Data entries |
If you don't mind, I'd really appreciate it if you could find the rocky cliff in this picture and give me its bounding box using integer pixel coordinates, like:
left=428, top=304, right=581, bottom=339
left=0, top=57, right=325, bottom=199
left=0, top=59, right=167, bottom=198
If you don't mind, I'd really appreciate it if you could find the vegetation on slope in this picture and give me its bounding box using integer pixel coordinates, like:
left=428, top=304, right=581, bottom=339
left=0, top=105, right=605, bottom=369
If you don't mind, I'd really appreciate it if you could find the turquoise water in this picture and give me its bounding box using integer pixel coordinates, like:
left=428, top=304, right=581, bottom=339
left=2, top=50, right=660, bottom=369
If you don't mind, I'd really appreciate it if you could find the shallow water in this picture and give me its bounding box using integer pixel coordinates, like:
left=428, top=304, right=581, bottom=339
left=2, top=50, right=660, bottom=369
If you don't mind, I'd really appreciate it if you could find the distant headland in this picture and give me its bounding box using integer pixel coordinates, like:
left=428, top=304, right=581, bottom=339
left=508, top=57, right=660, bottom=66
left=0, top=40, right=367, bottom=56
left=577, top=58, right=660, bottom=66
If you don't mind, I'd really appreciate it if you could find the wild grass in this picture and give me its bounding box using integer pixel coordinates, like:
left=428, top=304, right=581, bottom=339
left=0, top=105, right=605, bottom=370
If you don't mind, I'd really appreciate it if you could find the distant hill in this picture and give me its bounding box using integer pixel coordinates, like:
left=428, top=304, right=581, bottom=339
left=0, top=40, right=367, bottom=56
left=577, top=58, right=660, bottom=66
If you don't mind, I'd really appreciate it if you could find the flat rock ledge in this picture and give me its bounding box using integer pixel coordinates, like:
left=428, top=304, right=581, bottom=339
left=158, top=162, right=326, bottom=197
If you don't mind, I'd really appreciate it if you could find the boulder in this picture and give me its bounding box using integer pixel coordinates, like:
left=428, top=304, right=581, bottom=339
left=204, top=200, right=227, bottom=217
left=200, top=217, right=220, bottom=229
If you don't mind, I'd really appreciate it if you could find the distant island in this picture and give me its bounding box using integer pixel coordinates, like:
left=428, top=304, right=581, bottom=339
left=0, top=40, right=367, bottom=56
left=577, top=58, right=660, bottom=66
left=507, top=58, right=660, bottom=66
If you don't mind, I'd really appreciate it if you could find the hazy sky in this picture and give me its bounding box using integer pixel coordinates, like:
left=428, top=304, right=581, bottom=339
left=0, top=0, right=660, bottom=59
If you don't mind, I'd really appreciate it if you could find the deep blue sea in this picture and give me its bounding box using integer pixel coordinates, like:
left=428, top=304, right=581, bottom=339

Exercise prompt |
Copy the entire listing above line for line, without changing any wording or punctuation.

Solution for this task |
If you don't mind, I'd really appreciate it if you could find the rocky cliff in this picture and give me its bounding box using integer pixel coordinates, like:
left=428, top=304, right=581, bottom=339
left=0, top=57, right=325, bottom=199
left=0, top=59, right=167, bottom=198
If you don't mind, I'd really appreciate it if you could find the vegetation on slope in this picture and give me its bounding box using integer pixel coordinates, like:
left=428, top=304, right=581, bottom=339
left=0, top=105, right=605, bottom=369
If you don't mind, I'd really appreciate it if you could find the turquoise water in this picture and give me its bounding box using integer pixel coordinates, like:
left=428, top=304, right=581, bottom=339
left=2, top=50, right=660, bottom=369
If you don't mind, I'd really appreciate it if you could find the shallow water in this picture and give me its bounding box using integer pixel coordinates, like:
left=428, top=304, right=581, bottom=339
left=2, top=50, right=660, bottom=369
If you don't mind, I'd really appreciate it if you could find the distant headland in this picture and give me its bounding box using integer pixel coordinates, like:
left=428, top=304, right=581, bottom=339
left=508, top=57, right=660, bottom=66
left=0, top=40, right=367, bottom=56
left=577, top=58, right=660, bottom=66
If you don't mind, I'd really appreciate it if you could find the wild grass in this picture and give me its bounding box using integer pixel coordinates, like:
left=428, top=304, right=581, bottom=339
left=0, top=105, right=605, bottom=370
If you don't mind, I'd really appreciate it if you could find the distant hill in this picture and give me its bounding box using integer pixel coordinates, like:
left=428, top=304, right=581, bottom=339
left=0, top=40, right=367, bottom=56
left=577, top=58, right=660, bottom=66
If you don't mind, I'd really appreciate it if you could find the flat rock ledge in this picture and give me its bounding box using integer pixel coordinates, like:
left=428, top=304, right=581, bottom=339
left=158, top=162, right=326, bottom=197
If you don't mind, I'd really appreciate it if you could find the boulder in this picture and give me its bounding box using integer pixel coordinates, like:
left=428, top=304, right=581, bottom=339
left=204, top=200, right=227, bottom=217
left=200, top=217, right=220, bottom=229
If you don't mind, I'd really appreciate it if you could find the distant island in this picture and give me its bounding box using integer pixel coordinates, like:
left=428, top=304, right=581, bottom=339
left=0, top=40, right=367, bottom=56
left=577, top=58, right=660, bottom=66
left=507, top=58, right=660, bottom=66
If you don't mind, I'd really appreciate it if you could find the hazy sky in this picture and give me its bounding box using integer pixel coordinates, like:
left=428, top=304, right=581, bottom=339
left=0, top=0, right=660, bottom=59
If you don't mind, I'd really appreciate it if you could find the deep blue sea in this picture and give me its bounding box using integer pixel coordinates, like:
left=428, top=304, right=581, bottom=339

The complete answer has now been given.